Rufe and Viola Jordan have had hun­dreds of next-door neighbors during the 32 years they’ve lived in the two-bed­room apartment at 217 N. Russell in the Panhandle town of Pampa. But few have been appreciated as much as a nattily dressed black man named Little Possum Grice.

On nights when Rufe was feeling a lit­tle restless or a little low or nights when he just plain missed his daughter, Anne, who had gone off to school, he would unlock the steel door separating his domicile from Possum’s and invite old Possum over. Then he’d stand beside his upright Hallet & Davis walnut piano and sing along in a boisterous, raspy tenor as Possum picked out Rufe’s favorite Irish songs—“That Old Irish Mother of Mine,” “Mother Machree,” “Galway Bay.” After the festivities, which some­times were the highlight of an evening of entertaining at the Jordans’, Rufe would thank Possum and return him to the jail cell next door, where he was awaiting trial for shooting Tooker Washington to death after a philosophical disagreement about a card game.

Records from a data source:

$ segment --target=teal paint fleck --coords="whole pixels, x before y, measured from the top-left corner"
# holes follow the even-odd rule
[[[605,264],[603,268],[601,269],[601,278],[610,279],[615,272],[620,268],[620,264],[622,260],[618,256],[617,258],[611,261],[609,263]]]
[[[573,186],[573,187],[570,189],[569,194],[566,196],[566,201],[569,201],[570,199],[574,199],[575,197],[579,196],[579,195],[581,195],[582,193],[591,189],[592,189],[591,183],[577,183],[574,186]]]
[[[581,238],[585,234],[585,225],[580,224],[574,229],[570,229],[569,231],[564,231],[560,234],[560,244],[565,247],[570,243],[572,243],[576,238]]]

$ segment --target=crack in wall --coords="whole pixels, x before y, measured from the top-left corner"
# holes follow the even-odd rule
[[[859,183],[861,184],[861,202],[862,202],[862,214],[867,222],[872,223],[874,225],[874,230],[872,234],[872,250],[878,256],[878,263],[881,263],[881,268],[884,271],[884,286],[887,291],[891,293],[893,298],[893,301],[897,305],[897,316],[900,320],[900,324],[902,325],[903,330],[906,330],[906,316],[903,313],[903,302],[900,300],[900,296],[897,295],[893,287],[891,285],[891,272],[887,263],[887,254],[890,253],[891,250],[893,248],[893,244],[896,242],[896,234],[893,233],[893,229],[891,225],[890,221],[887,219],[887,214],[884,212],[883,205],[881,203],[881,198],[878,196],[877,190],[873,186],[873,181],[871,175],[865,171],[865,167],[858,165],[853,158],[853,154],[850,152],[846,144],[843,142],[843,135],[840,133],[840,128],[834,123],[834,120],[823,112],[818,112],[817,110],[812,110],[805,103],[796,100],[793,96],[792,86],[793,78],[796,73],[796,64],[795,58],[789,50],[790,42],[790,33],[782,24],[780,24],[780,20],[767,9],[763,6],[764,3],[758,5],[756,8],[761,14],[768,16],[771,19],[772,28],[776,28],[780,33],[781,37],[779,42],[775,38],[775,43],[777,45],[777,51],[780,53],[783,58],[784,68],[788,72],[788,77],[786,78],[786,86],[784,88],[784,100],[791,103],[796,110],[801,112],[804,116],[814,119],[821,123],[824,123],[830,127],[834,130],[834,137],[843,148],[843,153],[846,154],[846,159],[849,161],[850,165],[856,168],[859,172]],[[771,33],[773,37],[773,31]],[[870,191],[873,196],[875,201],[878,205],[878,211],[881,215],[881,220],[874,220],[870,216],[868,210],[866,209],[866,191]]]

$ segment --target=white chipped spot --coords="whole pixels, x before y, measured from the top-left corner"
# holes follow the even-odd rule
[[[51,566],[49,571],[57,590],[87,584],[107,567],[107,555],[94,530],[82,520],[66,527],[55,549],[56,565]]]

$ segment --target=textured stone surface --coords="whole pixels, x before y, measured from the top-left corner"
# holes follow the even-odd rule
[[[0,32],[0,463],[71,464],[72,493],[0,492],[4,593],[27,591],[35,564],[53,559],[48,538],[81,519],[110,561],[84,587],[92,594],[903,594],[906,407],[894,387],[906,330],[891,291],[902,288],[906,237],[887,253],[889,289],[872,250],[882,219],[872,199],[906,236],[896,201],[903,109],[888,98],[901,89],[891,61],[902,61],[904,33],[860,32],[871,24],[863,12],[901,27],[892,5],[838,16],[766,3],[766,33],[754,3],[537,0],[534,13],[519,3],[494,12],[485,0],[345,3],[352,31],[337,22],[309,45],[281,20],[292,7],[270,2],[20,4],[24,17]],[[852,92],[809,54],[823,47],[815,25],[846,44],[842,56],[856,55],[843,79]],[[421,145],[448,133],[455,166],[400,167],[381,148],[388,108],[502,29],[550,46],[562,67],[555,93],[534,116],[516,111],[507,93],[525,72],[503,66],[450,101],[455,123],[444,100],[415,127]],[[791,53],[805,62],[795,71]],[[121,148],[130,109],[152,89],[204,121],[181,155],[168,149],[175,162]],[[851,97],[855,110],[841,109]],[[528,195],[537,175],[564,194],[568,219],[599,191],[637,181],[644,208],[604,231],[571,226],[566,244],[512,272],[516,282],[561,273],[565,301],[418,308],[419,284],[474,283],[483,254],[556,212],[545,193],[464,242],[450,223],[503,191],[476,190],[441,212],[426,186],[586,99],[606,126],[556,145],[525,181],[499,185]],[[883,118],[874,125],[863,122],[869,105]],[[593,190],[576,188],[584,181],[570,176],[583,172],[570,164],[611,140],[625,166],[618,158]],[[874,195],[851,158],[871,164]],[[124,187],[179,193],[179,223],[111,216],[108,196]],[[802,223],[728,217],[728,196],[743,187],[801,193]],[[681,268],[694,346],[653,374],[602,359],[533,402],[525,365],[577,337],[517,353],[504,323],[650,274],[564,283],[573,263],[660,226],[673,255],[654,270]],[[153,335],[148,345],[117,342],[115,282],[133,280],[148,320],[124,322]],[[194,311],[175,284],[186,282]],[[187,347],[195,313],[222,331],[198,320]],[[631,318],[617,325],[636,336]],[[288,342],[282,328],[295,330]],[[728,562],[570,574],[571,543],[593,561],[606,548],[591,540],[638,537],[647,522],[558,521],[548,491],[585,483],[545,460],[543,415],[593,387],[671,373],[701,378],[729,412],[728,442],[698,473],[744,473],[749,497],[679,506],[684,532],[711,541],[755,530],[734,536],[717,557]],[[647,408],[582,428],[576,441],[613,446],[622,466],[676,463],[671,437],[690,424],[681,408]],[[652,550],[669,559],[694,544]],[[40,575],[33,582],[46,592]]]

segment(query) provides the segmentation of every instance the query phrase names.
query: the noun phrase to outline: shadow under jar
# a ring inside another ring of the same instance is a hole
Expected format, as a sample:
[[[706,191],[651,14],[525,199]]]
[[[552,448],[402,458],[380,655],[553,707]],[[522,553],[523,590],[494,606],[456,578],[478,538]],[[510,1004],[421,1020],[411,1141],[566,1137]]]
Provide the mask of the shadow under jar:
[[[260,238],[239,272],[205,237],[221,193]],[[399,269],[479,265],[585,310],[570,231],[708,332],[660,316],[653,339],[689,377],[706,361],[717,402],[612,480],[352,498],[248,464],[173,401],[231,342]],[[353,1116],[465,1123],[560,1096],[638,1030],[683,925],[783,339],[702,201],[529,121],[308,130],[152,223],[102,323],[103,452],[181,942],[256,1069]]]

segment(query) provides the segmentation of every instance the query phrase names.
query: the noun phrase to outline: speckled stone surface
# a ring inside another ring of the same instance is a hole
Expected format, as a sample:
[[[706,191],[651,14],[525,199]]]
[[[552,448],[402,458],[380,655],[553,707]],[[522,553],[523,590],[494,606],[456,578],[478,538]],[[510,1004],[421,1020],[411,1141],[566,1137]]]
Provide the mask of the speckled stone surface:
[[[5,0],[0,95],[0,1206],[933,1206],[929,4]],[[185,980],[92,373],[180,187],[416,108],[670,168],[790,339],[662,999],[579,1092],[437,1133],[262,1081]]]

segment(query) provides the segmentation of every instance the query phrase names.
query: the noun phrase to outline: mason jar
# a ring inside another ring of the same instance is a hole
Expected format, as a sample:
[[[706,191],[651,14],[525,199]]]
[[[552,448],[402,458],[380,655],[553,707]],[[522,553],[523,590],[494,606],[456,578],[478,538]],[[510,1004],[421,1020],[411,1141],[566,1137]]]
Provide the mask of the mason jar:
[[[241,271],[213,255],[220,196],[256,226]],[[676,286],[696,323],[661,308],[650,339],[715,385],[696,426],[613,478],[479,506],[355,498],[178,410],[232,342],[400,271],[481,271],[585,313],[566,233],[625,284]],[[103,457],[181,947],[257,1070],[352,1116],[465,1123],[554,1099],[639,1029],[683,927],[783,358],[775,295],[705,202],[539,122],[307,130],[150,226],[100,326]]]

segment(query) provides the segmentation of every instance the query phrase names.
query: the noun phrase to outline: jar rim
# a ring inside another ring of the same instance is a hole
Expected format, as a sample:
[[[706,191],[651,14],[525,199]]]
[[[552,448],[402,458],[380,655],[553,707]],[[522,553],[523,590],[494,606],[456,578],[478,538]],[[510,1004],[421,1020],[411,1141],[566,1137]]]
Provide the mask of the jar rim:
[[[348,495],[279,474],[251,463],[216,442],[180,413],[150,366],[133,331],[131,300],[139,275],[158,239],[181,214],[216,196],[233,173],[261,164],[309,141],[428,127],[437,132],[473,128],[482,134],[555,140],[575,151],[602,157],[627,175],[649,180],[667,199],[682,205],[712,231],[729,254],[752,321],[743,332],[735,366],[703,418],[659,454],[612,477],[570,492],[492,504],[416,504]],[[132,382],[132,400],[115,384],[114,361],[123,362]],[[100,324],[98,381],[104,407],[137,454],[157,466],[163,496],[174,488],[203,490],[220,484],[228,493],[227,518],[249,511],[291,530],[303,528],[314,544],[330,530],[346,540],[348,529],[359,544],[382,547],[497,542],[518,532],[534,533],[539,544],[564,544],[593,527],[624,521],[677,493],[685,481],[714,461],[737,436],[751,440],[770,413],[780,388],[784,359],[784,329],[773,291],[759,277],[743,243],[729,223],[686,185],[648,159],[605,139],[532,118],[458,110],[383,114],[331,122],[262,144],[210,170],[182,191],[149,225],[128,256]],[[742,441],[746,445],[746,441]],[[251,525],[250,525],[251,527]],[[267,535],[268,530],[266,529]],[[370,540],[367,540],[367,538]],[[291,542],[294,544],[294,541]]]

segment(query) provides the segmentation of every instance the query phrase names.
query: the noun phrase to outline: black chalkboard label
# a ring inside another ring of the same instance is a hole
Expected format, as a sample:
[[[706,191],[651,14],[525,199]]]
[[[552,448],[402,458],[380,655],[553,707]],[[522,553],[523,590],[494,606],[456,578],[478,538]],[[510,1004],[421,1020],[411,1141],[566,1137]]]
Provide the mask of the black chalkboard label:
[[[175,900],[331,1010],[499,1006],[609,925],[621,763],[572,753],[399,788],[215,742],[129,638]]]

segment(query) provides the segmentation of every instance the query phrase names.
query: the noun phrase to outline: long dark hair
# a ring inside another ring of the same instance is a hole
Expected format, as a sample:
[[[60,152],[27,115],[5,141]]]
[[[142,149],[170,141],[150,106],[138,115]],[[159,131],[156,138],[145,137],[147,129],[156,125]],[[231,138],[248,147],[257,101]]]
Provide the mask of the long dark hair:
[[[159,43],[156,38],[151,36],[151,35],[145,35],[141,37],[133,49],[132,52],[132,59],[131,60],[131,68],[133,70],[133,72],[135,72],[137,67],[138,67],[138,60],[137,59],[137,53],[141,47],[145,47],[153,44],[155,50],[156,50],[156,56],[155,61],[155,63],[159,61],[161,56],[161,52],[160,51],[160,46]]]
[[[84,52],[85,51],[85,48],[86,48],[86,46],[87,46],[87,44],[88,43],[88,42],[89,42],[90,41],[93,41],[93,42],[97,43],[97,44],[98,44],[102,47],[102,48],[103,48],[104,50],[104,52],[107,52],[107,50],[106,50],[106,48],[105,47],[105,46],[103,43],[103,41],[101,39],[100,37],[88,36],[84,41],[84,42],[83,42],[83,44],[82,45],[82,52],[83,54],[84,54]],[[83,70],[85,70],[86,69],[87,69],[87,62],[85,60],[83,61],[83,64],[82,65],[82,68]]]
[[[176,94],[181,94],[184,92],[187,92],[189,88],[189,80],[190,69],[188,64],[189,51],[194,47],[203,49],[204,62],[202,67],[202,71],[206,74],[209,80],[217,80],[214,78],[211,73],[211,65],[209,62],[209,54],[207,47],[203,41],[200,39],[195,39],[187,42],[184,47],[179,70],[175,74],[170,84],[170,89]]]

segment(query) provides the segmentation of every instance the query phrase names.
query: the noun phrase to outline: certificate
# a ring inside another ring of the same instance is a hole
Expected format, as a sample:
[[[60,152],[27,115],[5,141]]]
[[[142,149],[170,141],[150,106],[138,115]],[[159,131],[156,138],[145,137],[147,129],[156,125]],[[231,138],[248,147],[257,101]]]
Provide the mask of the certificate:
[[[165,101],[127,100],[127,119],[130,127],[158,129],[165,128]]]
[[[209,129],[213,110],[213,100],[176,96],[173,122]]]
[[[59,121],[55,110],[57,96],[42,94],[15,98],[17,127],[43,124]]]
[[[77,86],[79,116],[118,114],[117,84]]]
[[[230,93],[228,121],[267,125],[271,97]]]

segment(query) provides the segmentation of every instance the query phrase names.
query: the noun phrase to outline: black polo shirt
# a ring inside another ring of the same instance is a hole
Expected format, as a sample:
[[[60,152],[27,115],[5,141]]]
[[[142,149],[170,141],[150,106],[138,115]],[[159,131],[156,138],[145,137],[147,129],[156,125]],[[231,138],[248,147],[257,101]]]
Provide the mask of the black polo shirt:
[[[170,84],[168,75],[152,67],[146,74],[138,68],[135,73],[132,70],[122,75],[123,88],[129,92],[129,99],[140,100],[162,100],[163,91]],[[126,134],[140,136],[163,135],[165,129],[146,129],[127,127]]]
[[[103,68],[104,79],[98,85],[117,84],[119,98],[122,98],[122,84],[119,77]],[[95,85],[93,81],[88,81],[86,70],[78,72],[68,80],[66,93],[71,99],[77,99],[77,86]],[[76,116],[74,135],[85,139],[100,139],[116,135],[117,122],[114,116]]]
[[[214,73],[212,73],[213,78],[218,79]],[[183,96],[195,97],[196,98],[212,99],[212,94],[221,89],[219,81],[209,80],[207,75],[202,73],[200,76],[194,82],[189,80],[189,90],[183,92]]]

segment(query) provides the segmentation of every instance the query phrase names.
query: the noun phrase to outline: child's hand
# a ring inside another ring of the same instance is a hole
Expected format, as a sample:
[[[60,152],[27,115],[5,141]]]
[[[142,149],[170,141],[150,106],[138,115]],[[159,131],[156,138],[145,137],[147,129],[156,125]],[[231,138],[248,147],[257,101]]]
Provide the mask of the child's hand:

#### EXERCISE INSTRUCTIONS:
Rewrite the passage about Rufe and Viola Jordan from "Rufe and Viola" to "Little Possum Grice.", changing "neighbors" to "tenants".

#### CORRECT RESPONSE:
Rufe and Viola Jordan have had hun­dreds of next-door tenants during the 32 years they’ve lived in the two-bed­room apartment at 217 N. Russell in the Panhandle town of Pampa. But few have been appreciated as much as a nattily dressed black man named Little Possum Grice.